[Natural-language object grounding data]
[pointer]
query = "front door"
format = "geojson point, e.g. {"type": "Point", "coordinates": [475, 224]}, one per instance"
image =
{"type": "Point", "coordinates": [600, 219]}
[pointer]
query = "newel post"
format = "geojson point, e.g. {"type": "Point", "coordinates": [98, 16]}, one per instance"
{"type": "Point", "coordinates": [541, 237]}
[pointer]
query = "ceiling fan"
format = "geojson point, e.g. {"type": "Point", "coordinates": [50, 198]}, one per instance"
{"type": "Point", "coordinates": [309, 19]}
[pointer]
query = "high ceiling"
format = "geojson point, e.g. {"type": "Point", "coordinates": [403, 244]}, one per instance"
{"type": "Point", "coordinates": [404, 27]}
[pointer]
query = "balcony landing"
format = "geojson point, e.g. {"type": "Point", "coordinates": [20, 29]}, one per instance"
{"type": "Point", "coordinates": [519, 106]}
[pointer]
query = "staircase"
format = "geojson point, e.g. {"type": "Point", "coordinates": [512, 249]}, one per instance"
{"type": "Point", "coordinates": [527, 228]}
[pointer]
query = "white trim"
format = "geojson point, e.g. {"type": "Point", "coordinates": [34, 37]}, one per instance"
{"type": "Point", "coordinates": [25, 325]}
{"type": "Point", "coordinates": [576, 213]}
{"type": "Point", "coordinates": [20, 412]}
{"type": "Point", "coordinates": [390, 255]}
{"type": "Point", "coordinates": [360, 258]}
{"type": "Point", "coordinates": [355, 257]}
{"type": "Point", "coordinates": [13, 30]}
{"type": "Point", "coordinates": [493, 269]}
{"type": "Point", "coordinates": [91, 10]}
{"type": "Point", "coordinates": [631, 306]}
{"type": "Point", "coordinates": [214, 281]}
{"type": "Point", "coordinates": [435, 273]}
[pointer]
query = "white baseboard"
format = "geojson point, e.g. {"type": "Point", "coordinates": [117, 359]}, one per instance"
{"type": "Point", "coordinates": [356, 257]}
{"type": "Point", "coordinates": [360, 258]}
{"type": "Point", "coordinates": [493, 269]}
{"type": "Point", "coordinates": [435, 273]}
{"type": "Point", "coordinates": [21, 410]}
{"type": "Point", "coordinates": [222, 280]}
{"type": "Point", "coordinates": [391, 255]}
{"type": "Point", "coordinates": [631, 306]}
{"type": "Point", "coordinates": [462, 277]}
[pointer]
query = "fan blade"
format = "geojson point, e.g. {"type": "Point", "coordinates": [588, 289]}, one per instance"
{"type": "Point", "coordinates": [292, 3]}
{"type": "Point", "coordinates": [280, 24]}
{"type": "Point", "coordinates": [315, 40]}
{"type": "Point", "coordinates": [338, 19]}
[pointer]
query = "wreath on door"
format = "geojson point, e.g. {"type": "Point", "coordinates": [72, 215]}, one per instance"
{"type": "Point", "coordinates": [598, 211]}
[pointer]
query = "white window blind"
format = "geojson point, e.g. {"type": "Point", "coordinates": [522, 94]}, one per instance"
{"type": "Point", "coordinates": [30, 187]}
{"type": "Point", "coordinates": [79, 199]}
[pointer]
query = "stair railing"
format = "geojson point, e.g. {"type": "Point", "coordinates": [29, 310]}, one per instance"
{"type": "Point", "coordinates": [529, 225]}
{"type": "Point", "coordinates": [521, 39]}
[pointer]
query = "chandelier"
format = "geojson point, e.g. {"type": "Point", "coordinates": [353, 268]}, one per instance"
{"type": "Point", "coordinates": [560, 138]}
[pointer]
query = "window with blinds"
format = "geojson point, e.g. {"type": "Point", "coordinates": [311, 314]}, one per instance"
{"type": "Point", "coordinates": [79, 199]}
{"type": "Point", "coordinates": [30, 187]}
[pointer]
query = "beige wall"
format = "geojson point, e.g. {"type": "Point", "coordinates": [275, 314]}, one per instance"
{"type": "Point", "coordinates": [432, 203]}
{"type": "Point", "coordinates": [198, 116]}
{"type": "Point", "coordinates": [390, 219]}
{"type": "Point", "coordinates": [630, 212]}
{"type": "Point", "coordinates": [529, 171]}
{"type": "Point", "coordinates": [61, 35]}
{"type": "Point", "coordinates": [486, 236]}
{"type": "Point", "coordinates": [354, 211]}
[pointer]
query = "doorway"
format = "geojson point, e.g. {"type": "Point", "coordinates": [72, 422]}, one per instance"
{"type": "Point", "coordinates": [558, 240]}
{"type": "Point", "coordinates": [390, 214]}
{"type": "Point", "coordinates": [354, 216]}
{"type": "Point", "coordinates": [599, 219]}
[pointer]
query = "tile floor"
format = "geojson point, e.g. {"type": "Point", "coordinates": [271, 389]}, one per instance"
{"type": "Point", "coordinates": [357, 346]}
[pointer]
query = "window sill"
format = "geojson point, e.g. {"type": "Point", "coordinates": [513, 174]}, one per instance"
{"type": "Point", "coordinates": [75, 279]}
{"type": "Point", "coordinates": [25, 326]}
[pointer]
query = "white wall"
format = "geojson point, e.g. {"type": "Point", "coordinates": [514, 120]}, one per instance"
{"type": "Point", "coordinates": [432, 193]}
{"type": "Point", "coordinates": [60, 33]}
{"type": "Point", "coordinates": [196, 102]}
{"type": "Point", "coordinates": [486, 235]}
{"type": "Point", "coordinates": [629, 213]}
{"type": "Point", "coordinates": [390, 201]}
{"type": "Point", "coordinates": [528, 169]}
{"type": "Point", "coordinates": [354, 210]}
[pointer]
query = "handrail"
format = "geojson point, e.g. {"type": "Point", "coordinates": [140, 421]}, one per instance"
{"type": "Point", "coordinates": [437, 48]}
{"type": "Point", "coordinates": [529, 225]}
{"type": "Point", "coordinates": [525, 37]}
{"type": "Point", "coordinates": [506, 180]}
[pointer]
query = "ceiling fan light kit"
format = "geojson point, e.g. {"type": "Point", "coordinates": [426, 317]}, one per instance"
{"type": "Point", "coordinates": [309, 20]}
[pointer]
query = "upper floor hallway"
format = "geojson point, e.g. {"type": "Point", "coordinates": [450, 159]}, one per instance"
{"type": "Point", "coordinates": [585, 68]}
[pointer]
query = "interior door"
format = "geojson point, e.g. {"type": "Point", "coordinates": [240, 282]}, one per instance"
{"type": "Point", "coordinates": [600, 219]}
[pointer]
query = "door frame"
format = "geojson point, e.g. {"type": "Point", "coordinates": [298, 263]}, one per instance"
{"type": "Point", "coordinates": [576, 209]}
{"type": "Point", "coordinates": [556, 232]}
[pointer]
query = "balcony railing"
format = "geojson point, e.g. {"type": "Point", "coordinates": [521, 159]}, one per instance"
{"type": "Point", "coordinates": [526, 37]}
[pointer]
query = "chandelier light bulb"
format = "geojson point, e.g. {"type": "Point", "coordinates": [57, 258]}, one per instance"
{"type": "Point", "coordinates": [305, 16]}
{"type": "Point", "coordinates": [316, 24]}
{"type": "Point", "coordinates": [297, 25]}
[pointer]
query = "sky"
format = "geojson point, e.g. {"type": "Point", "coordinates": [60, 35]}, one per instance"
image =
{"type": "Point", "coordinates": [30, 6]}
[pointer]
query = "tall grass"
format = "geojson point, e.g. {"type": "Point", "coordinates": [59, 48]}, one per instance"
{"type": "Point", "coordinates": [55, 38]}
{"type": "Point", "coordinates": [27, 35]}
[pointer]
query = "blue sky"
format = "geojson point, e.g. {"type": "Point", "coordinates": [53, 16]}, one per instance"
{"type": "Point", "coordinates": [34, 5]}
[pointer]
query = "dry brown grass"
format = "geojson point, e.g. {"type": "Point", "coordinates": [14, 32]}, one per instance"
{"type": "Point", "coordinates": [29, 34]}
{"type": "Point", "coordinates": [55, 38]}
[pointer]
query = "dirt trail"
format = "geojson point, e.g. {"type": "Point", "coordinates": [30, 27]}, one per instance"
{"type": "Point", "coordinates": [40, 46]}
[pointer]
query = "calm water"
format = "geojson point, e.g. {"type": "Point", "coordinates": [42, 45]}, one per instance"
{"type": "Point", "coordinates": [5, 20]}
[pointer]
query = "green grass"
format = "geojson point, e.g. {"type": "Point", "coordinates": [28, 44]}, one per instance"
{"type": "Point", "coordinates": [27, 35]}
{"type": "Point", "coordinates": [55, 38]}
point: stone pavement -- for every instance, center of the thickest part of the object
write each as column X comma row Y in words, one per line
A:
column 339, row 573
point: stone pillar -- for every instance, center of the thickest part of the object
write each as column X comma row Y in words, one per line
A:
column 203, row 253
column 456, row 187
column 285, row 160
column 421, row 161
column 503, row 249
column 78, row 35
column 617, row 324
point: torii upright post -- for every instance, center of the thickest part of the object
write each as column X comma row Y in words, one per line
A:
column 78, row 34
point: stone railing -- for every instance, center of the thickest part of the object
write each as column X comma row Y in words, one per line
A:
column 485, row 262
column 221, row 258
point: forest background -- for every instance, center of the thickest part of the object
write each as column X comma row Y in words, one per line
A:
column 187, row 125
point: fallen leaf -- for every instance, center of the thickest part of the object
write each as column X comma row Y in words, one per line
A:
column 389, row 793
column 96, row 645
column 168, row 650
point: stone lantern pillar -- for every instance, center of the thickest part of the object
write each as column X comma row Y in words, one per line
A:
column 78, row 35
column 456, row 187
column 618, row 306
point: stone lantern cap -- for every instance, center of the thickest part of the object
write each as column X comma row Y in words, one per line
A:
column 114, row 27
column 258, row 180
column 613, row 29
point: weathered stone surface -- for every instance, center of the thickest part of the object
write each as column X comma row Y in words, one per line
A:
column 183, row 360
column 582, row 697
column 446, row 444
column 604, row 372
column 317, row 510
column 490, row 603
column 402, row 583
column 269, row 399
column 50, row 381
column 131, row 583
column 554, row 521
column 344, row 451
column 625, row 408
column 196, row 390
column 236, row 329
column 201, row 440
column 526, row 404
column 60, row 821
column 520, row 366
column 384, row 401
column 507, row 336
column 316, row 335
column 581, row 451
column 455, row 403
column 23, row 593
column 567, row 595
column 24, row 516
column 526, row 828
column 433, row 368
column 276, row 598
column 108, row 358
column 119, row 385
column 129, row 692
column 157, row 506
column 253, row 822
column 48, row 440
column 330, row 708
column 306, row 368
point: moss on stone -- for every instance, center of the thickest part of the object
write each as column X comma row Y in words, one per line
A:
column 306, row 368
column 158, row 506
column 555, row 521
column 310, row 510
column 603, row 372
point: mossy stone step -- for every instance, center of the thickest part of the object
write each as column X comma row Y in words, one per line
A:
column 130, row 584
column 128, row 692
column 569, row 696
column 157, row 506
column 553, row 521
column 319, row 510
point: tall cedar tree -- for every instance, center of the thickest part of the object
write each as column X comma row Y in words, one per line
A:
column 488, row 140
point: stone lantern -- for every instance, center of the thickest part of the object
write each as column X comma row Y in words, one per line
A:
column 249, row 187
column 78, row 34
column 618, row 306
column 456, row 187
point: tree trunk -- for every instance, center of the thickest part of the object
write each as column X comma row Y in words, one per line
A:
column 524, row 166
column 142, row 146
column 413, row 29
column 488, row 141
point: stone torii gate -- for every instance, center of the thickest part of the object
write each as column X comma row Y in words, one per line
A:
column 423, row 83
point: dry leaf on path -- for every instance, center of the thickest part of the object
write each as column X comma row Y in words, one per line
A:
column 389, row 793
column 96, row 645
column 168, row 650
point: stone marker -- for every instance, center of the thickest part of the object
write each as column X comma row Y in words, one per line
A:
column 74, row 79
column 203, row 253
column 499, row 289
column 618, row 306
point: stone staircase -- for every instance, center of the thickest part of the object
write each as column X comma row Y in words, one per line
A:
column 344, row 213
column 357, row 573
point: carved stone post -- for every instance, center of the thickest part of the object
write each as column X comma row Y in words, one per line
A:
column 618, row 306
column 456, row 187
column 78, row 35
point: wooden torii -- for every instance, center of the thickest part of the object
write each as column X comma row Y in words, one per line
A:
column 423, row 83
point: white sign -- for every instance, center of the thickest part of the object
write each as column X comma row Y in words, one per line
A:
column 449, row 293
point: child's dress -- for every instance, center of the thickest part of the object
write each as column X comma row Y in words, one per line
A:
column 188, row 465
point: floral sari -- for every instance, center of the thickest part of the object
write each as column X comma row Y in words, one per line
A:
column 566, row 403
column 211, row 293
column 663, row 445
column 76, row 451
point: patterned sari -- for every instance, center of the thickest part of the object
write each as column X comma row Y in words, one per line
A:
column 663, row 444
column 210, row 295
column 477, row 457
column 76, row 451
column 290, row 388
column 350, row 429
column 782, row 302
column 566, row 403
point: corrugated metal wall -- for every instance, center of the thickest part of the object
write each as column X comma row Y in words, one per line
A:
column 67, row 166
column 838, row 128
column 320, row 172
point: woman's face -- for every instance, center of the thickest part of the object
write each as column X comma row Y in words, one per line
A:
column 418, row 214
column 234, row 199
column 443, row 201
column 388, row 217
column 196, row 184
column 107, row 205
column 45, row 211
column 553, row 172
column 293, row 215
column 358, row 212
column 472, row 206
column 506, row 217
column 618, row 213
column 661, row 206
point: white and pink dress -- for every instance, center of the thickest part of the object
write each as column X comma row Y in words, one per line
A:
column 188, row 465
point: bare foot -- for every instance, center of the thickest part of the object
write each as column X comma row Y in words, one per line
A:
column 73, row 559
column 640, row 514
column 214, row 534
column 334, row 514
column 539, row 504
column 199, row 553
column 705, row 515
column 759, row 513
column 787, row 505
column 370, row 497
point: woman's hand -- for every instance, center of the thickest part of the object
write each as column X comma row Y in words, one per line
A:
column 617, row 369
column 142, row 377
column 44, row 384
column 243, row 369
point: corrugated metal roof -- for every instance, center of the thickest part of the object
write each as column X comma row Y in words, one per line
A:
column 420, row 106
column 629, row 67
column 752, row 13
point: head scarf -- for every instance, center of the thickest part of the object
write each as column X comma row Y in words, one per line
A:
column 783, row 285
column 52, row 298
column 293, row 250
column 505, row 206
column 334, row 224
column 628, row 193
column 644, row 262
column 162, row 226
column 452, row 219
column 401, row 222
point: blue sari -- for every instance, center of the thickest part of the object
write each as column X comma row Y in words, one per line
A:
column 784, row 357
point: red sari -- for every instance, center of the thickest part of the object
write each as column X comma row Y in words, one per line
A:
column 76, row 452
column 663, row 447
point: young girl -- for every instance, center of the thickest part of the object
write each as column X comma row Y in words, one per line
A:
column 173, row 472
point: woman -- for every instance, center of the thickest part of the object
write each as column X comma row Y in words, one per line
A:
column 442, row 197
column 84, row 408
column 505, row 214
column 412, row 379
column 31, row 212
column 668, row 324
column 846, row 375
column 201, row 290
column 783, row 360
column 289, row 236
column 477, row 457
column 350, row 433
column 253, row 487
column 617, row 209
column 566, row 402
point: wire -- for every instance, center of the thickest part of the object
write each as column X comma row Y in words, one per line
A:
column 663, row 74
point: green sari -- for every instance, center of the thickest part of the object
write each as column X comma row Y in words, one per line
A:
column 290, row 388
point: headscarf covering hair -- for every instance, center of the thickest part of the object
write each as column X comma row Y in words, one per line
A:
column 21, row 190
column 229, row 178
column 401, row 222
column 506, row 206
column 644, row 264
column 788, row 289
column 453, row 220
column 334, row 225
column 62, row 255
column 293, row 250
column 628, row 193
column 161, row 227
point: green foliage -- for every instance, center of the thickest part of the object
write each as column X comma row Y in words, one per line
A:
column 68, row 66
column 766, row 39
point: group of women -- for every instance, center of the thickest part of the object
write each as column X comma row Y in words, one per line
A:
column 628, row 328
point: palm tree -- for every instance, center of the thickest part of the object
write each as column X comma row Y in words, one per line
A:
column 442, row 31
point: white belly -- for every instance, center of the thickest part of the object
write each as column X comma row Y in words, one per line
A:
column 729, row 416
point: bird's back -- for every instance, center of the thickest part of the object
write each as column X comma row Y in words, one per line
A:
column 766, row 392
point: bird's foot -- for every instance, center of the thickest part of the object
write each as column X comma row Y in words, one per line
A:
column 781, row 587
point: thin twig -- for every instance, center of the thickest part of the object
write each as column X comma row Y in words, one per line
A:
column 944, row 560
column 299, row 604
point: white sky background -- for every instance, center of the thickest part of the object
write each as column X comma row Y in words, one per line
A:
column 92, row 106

• _DESCRIPTION OF THE TASK_: For every line above that includes the string "blue", copy the line.

• _SOLUTION FOR THIS EXERCISE_:
query = "blue sky"
point: blue sari -- for every instance, center of the thickest part of the object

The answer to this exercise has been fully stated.